*What is expected*. Copy every one of the following records word for word, keeping each line as it is.

*Records provided*.
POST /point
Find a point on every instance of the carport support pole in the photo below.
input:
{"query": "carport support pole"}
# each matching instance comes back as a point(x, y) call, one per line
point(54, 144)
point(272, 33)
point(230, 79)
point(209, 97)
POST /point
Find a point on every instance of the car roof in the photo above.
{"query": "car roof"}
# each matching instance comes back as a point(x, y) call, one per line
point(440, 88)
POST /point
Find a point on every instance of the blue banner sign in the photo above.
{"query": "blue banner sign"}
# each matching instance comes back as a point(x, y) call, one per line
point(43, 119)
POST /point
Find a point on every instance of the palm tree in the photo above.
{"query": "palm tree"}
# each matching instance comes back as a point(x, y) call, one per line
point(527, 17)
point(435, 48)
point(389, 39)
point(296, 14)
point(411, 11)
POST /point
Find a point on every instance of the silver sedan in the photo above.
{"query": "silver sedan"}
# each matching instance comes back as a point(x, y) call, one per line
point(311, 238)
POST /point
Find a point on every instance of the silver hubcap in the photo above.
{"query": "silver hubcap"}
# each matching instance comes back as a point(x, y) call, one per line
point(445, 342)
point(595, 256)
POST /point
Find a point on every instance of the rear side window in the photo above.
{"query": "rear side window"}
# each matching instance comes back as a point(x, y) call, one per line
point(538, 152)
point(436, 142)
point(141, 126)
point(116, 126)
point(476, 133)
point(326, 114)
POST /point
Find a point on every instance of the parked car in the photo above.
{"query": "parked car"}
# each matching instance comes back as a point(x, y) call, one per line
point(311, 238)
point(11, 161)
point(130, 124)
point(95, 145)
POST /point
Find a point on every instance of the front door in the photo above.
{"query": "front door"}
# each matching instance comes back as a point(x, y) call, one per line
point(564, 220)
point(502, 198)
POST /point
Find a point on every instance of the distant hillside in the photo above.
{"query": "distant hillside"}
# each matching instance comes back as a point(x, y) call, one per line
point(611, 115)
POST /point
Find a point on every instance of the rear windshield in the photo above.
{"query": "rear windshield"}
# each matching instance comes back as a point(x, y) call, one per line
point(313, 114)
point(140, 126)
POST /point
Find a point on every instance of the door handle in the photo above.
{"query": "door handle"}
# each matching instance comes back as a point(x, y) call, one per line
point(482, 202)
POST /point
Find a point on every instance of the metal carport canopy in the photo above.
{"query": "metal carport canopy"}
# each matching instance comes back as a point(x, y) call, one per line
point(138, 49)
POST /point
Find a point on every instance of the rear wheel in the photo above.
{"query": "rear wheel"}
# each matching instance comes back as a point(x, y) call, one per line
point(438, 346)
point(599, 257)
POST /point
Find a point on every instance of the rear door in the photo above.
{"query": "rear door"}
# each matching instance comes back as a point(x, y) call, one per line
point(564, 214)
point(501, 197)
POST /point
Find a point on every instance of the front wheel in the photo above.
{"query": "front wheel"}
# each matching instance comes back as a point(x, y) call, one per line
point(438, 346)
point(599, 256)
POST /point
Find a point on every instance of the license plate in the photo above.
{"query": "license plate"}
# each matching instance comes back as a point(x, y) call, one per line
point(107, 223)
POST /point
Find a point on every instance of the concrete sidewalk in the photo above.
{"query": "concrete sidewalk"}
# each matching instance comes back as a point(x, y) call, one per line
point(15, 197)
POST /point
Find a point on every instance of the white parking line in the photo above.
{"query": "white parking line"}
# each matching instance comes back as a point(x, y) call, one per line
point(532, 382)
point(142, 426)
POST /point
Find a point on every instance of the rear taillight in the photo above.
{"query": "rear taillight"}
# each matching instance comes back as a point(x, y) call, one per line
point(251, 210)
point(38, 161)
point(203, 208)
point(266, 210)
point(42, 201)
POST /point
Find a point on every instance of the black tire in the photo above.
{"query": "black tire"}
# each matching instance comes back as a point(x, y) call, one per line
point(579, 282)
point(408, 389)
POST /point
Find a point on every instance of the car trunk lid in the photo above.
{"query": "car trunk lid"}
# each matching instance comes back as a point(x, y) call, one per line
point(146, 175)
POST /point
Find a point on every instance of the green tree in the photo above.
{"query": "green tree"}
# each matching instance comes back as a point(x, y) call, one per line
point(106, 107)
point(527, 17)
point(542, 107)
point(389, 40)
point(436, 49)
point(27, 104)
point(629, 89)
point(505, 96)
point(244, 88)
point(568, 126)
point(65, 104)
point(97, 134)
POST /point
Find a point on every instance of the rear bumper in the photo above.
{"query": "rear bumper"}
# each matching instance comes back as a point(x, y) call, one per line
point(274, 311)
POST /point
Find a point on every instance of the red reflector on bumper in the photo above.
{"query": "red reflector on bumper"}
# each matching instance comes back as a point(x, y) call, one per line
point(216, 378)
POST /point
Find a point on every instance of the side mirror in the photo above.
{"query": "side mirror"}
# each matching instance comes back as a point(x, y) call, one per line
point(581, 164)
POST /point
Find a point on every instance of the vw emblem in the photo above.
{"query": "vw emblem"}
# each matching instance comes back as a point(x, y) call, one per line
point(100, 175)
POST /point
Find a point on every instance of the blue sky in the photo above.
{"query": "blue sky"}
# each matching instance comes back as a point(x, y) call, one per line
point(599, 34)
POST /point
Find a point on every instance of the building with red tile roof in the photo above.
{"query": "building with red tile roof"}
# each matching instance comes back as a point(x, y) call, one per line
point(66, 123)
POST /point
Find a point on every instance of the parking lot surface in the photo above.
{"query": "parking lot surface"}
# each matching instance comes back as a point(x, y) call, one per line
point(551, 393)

*Written answer*.
POST /point
Find a point on every instance of the carport support pole in the photo below.
input:
{"query": "carport support pole"}
# each matching instance comes back as a point(x, y) call, one per line
point(54, 144)
point(272, 33)
point(230, 79)
point(209, 97)
POST /point
Find a point on every instance of the car roof in the photo above.
{"query": "car roof"}
# each matching instance comes back as a point(x, y) call, one per line
point(440, 88)
POST /point
Find a point on every instance of the blue banner sign in the photo above.
{"query": "blue banner sign"}
# each matching instance comes back as a point(x, y) call, one per line
point(43, 119)
POST /point
Find a point on every instance of the palm tree in the photo above.
{"query": "palm tree"}
# each matching instance comes back as a point(x, y) call, one per line
point(527, 17)
point(435, 48)
point(389, 39)
point(296, 14)
point(411, 11)
POST /point
Find a point on every instance of the silver sedan in the photo above.
{"query": "silver sedan"}
# each matching instance comes back as a point(x, y) call, one per line
point(311, 238)
POST /point
Find a point on every instance of the silver hubcap in the photo above.
{"query": "silver hubcap"}
# each matching instance comes back as a point(x, y) call, one per line
point(445, 342)
point(595, 256)
POST /point
Find a point on every instance of the rear side window in the photo above.
{"query": "rear side window"}
# each matching instance comes back as a point(x, y) call, one per line
point(538, 152)
point(436, 142)
point(141, 126)
point(116, 126)
point(476, 133)
point(326, 114)
POST /point
Find a point on every instance of the parked car in the photo above.
{"query": "parked car"}
# each matching instance comes back as a point(x, y) call, one per line
point(311, 238)
point(11, 161)
point(130, 124)
point(95, 145)
POST /point
Find a point on every instance of the front door in the photo above.
{"query": "front door"}
# each matching instance comes back as a point(x, y) call, one per line
point(564, 220)
point(502, 198)
POST /point
Find a point on every instance of the distant hillside in the photo above.
{"query": "distant hillside"}
# each matching instance comes back as a point(x, y) call, one per line
point(611, 115)
POST /point
Find a point on every instance of the rear windshield in the photo above.
{"query": "rear windshield"}
# each matching instance comes back as a point(x, y) call, one per line
point(313, 114)
point(140, 126)
POST /point
Find a point on every instance of the door handle in the photo above.
{"query": "door handle"}
# each matching instance comes back as a point(x, y) call, one per line
point(482, 202)
POST /point
Find a point on every instance of the metal carport canopy in the photo above.
{"query": "metal carport canopy"}
# each matching instance comes back as a point(x, y) call, one per line
point(138, 49)
POST /point
Find a point on every instance of the rear wheel in the photo above.
{"query": "rear wheel"}
# each matching instance comes back as a point(x, y) call, one per line
point(438, 346)
point(599, 257)
POST /point
Find a point on every instance of the rear door in the photo above.
{"query": "rear door"}
# each matching instance comes back as a point(x, y) call, one per line
point(564, 214)
point(501, 197)
POST /point
Find a point on every instance of the front wheel in the photo above.
{"query": "front wheel"}
# each matching instance comes back as a point(x, y) call, one per line
point(438, 346)
point(599, 256)
POST /point
Find a point on every instance of the license plate in the photo above.
{"query": "license plate"}
# each matching instance comes back as a point(x, y) call, one per line
point(107, 223)
POST /point
Find a point on every instance of the concrete sidewalk in the photo above.
{"query": "concrete sidewalk"}
# each matching instance comes back as a point(x, y) call, one per line
point(15, 197)
POST /point
Find a point on every instance of the white parking line in the photo above.
{"query": "white parking line"}
# each matching instance comes back as a point(x, y) call, one per line
point(532, 382)
point(142, 426)
POST /point
Find a point on every instance of the rear taillight in the photo above.
{"query": "rear taillight"}
# each matching instance comes back as a point(x, y) call, one per line
point(251, 210)
point(38, 161)
point(203, 208)
point(266, 210)
point(42, 201)
POST /point
Find a point on every instance of the black tire in the photo above.
{"query": "black tire"}
# each matching instance comes back as a point(x, y) call, one per line
point(579, 282)
point(408, 389)
POST /point
Find a point on every instance of the car trunk lid in the photo above.
{"query": "car trunk lid"}
# each matching instance comes back as a point(x, y) call, one per line
point(146, 175)
POST /point
Find a point on every instance of the green tree in the photo above.
{"query": "green tree"}
# each matching instance comes back as a point(x, y) call, one per line
point(106, 107)
point(527, 17)
point(542, 107)
point(389, 40)
point(436, 49)
point(27, 104)
point(629, 89)
point(505, 96)
point(244, 88)
point(568, 126)
point(65, 104)
point(97, 134)
POST /point
Find a point on every instance of the rear bumper in the photo above.
{"query": "rear bumper"}
# each matching instance comes back as a point(x, y) call, one per line
point(274, 311)
POST /point
Find a point on every instance of the red reflector on bumper in the photo above.
{"query": "red reflector on bumper"}
# each matching instance comes back as a point(x, y) call, one per line
point(216, 378)
POST /point
Find a point on every instance of the side mirror in the photo above.
{"query": "side mirror"}
# each matching instance comes back as a point(x, y) call, one per line
point(581, 164)
POST /point
Find a point on every instance of the vw emblem in the photo above.
{"query": "vw emblem"}
# each matching instance comes back as a point(x, y) call, one per line
point(100, 175)
POST /point
Find a point on every instance of the blue sky in the photo above.
{"query": "blue sky"}
# each matching instance comes back as a point(x, y) call, one per line
point(599, 34)
POST /point
Find a point on every instance of the building with red tile roof in the photo above.
{"query": "building with red tile roof"}
# each matching instance comes back as a point(x, y) call, one per line
point(66, 123)
POST /point
Find a point on every instance of the parking lot surface in the photo above.
{"query": "parking lot surface"}
# each matching instance comes back as a point(x, y) call, one per line
point(551, 393)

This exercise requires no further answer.